Referring expression data
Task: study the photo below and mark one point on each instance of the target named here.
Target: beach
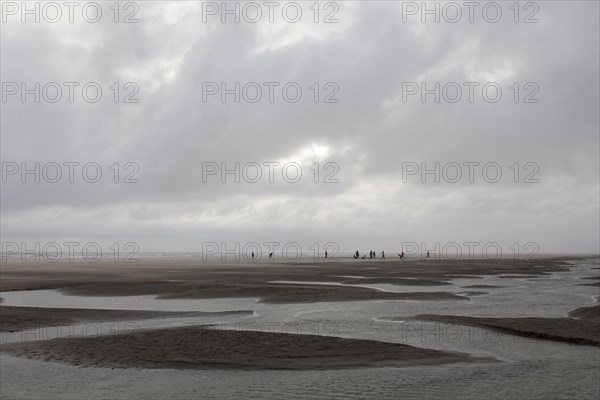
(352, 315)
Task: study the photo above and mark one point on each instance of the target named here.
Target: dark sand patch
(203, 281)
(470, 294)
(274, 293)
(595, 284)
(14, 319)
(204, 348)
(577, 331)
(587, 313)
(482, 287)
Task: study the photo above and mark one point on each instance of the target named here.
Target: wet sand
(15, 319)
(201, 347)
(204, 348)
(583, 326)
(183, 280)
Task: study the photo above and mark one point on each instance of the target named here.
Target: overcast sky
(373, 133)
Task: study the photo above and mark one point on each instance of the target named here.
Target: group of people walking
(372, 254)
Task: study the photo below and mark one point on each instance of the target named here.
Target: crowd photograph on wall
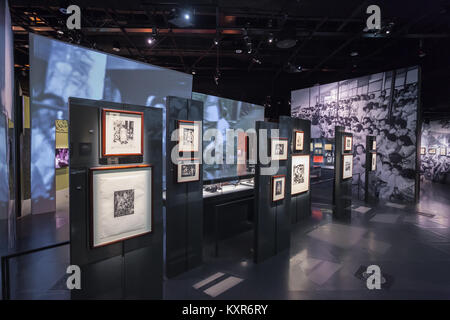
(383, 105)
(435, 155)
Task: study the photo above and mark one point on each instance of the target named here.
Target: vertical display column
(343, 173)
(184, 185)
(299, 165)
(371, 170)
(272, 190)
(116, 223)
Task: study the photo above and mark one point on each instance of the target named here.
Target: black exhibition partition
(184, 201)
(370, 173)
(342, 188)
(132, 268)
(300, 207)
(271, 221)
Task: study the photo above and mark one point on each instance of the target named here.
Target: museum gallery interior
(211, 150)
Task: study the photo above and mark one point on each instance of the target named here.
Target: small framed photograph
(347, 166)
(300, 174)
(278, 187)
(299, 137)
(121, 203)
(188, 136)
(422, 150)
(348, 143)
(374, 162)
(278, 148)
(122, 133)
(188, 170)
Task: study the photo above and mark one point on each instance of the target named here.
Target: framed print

## Work item:
Send back, unchanged, every line of the records from the one with "Target: museum gallery interior" through the last.

## Completed exercise:
Target: museum gallery interior
(211, 150)
Task: study the photo above and mark one point on each instance of the target named here.
Target: small framed photograph
(347, 166)
(300, 174)
(278, 187)
(299, 137)
(121, 203)
(188, 136)
(422, 150)
(348, 143)
(374, 162)
(278, 148)
(122, 133)
(188, 170)
Task: study the photo above and mark one point on each instance of the target named here.
Target: framed print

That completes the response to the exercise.